◆ Exercise set:
1. Decide whether each statement agrees with the text on the PoNS device study, answering yes or no and quoting the deciding words: (a) The power analysis pointed to 128 subjects, split evenly between active and sham groups. (b) Dr. Jonathan Sackier is the CEO of Helius. (c) The study reported safety concerns with the device.
2. Extract the passage of the text on the PoNS device study from "There was a" to "definitive MS study.".
3. Extend the text on the PoNS device study beyond its final sentence.

◆ Source text:
There was a good safety profile for the PoNSTM device reported in the study. Factors to improve recruitment, screening, randomization and execution were identified and will be considered in the design of future MS studies. The results included a power analysis suggesting a sample size of 128 subjects (64 active, 64-sham) would be suitable for a definitive MS study.
“We are delighted with the findings that are consistent with prior studies. The fMRI data show that the PoNSTM may be changing the way the brain functions,” said Helius’ Chief Medical Officer, Dr. Jonathan Sackier. “Measuring brain activity and the changes taking place through fMRI is designed to determine in an objective way if, in fact, there are indications of neuroplastic change in the brain.”
“This is an exciting and promising development for our company, patients and the healthcare community. Addressing symptoms caused by MS has been a challenge for the medical community and we are excited to pursue PoNSTM as a potential therapeutic tool”, said Helius’ CEO, Philippe Deschamps. “We reached all the objectives of this study and are optimistic as we continue to advance the PoNSTM device through clinical trials.”

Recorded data
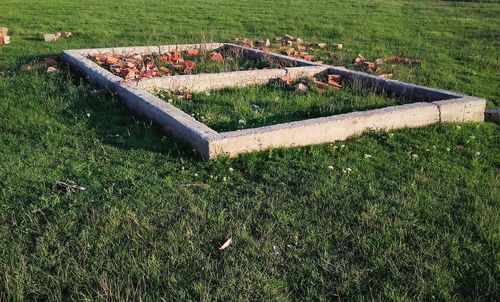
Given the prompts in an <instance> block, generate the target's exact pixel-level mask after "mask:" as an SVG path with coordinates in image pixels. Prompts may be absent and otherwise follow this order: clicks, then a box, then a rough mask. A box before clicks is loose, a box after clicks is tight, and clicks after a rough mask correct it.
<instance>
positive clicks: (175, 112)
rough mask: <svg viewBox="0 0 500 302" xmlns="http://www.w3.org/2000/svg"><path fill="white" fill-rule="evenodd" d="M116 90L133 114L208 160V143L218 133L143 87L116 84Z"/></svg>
mask: <svg viewBox="0 0 500 302" xmlns="http://www.w3.org/2000/svg"><path fill="white" fill-rule="evenodd" d="M115 91H116V93H117V94H118V96H120V98H121V99H122V100H123V102H124V103H125V105H126V106H127V108H128V109H129V110H130V111H132V112H134V113H135V114H138V115H141V116H145V117H147V118H149V119H151V120H153V121H154V122H156V123H158V124H159V125H160V126H161V127H162V128H163V129H164V131H165V132H167V133H169V134H172V135H173V136H175V137H177V138H180V139H182V140H184V141H186V142H188V143H189V144H191V145H192V146H193V147H195V148H196V150H197V151H198V152H199V153H200V154H201V155H202V156H203V157H204V158H208V152H209V150H208V141H209V140H210V139H215V138H216V137H218V133H217V132H216V131H214V130H212V129H211V128H209V127H207V126H206V125H204V124H202V123H200V122H198V121H197V120H196V119H194V118H193V117H192V116H190V115H189V114H187V113H185V112H184V111H182V110H180V109H178V108H176V107H174V106H172V105H171V104H169V103H167V102H165V101H163V100H161V99H159V98H157V97H155V96H154V95H152V94H150V93H148V92H146V91H144V90H142V89H140V88H137V87H133V86H130V85H126V84H117V85H116V86H115Z"/></svg>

◆ Results:
1.
(a) Yes: "a sample size of 128 subjects (64 active, 64-sham)"
(b) No: "said Helius’ Chief Medical Officer, Dr. Jonathan Sackier"
(c) No: "There was a good safety profile for the PoNSTM device reported in the study."

2.
There was a good safety profile for the PoNSTM device reported in the study. Factors to improve recruitment, screening, randomization and execution were identified and will be considered in the design of future MS studies. The results included a power analysis suggesting a sample size of 128 subjects (64 active, 64-sham) would be suitable for a definitive MS study.

3.
“The researchers from the Montreal Neurological Institute and Hospital are pleased with the execution of this study and are excited by the results as they point to a new frontier in research in brain injury rehabilitation. We are happy to be on the forefront of research that may bring this technology to patients in need,” said Dr. Gabriel Leonard, Principal Investigator for the study. Dr. Yves Lapierre and Dr. Alain Ptito from the Montreal Neurological Institute and Hospital joined Dr. Leonard as investigators in the study.
Helius would like to thank the study investigators Doctors Leonard, Ptito, and Lapierre, as well as study staff, subjects and founding scientists. The investigators and sponsor intend to submit study results for publication.
About Helius Medical Technologies (HMT)
Helius Medical Technologies is a medical technology company focused on neurological wellness. HMT seeks to develop, license and acquire unique and non-invasive platform technologies that amplify the brain’s ability to heal itself. HMT intends to file for U.S. Food and Drug Administration clearance for the PoNS™ device. For more information, please visit www.heliusmedical.com. The contents of this website are not, and should not be deemed to be, incorporated by reference herein.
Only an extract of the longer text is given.